▶ _Source document_:
┌────────

Part of my search for moral and ethical security led me to Objectivism, but it never really stuck. I read every book Ayn Rand wrote, and was even a member of the Objectivist Club in college. I always knew there was something wrong, but I couldn't figure it out at the time. At the bottom end everything seems great - A is A and all that. But at the top end where the heroes are merciless robber barons, the antagonists are sleazy socialists or communists, and the people caught in the middle are the people who refuse to pick an extreme, her "sense of life" shows itself to be based on a flawed system of logic. In considering her flaws as an author, I identified her flaws as a philosopher. Everything is predicated on Aristotle's oversimplified model of logic. In her stories her heroes are the ones who are most willing to be callous and feel no pity because they have a certainty that their way of thinking is right and no one else matters. In the train scene in Atlas Shrugged she details all of the people who asphyxiate due to a problem with a train going through a tunnel. They're all evil disgusting looters in one way or another, and we as readers are supposed to accept that their deaths are not sad at all, but are in fact what they deserved because their own philosophy writ large led to this disaster. Sound famliar? That could be someone talking about 9/11, or innocent Iraqi civilians dying, take your pick.

└────────

▶ _Dataset_:
┌────────

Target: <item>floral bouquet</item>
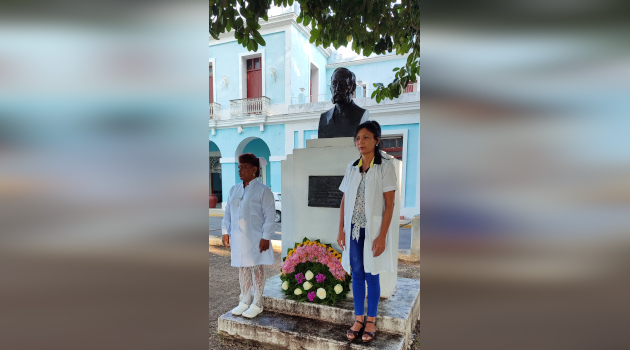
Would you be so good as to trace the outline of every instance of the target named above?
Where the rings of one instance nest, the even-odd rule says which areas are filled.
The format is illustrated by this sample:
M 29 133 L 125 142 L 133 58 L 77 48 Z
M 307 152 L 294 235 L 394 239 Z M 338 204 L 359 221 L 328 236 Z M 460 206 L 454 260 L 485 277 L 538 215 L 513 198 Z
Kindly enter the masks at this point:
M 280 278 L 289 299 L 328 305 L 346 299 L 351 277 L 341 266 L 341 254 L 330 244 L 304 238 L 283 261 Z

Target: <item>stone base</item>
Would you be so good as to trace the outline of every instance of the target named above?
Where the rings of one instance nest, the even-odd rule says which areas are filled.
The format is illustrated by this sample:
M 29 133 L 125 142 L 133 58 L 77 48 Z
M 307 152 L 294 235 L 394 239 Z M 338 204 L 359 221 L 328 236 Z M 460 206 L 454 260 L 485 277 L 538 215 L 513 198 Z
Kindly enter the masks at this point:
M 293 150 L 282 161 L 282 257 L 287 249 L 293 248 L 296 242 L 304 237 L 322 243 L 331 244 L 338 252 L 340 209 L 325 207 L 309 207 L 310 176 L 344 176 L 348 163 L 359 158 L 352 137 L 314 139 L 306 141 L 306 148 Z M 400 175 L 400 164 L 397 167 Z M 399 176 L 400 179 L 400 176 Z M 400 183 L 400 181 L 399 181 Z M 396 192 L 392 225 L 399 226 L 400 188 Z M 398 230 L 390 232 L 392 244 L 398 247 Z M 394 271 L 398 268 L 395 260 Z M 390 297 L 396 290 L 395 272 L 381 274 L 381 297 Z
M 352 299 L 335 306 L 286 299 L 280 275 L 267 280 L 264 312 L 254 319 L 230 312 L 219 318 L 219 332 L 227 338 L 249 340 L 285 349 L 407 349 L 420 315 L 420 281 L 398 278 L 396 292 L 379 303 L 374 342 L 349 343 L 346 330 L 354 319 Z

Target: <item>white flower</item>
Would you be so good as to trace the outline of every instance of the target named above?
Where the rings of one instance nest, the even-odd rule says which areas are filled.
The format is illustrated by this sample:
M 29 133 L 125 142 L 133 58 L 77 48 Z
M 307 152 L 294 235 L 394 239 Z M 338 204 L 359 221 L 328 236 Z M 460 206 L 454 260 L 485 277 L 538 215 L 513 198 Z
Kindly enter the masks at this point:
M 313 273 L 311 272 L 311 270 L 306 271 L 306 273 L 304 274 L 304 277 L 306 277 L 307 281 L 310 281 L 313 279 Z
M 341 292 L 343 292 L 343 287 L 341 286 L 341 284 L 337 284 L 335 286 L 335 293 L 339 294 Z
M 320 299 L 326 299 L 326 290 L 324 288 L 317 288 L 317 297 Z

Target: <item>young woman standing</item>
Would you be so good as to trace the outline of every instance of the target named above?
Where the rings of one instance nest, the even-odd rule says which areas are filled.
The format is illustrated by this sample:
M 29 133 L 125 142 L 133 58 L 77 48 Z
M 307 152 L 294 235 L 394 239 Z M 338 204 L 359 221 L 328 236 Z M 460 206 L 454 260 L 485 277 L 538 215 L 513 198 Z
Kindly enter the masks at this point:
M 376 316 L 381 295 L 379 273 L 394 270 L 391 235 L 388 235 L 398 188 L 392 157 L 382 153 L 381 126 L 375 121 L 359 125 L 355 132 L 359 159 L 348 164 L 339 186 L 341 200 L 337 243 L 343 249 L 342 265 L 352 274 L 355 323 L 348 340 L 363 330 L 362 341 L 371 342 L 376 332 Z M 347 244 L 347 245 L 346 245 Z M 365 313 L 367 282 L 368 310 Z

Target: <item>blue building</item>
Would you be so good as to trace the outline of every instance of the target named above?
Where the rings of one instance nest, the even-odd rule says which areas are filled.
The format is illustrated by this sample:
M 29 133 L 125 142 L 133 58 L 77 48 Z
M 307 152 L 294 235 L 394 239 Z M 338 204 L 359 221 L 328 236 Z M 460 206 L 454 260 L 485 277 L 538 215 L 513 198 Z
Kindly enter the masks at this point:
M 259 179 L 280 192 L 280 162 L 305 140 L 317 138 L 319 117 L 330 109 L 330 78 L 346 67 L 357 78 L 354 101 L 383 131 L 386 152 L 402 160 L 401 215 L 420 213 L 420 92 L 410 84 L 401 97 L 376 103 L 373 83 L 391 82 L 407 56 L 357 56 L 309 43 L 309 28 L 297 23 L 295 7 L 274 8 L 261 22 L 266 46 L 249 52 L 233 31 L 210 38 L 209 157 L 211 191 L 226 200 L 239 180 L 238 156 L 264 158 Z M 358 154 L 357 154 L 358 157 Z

└────────

▶ _Short task A_:
Decide whether each statement agrees with the passage on Objectivism: (i) The writer read every book Ayn Rand wrote. (ii) In the train scene, people die when a flood sweeps through a tunnel. (iii) The writer says everything is predicated on Aristotle's model of logic. For each, answer yes or no and quote the words from the passage that decide it.
▶ _Short task B_:
According to the passage on Objectivism, which book has the train scene?
▶ _Short task C_:
Continue the passage on Objectivism from its last sentence.
The records were gathered from a separate source.

▶ _Exercise response A_:
(i) Yes: "I read every book Ayn Rand wrote"
(ii) No: "she details all of the people who asphyxiate due to a problem with a train going through a tunnel"
(iii) Yes: "Everything is predicated on Aristotle's oversimplified model of logic."

▶ _Exercise response B_:
Atlas Shrugged.

▶ _Exercise response C_:
The failure happens all the way at the base of her logic, with Aristotle, who by the way was groundbreaking for his time, but upon close examination had quite a laundry list of ridiculous ideas which have since proven to be utterly wrong. The human mind is simple compared to the full complexity of the universe, and so we have no choice but to use models to represent things. We classify animals into a neat taxonomy that later turns out to be wrong, because animals don't really organize themselves like that. We make model after model of the universe, and it works really well for a while, until we discover a corner case and we have to make a new, more sophisticated model. Abstractions leak. We need them, of course, but they are only proxies for the actual workings of the universe. We're always searching for a trivial explanation to everything so that we can completely understand the universe, but things get stranger and messier the harder we look. Gradual refinements eventually lead to more substantial, disruptive new models.

Reality won't dumb itself down to our level, and it's defeatist to claim that reality is a flawed representation of ideal forms that can only exist in one's mind. But that's just what happens when beautiful and elegant models are mistaken for completely accurate representations of reality. We pretend that there is only absolute truth or falsehood, which makes it much easier to talk about logic, but we forget that what we really were talking about were absolute truths versus everything else, rather than absolute truths versus absolute falsehoods. Not-entirely-true is lumped in with entirely-false, resulting in a truly spectacular rounding error.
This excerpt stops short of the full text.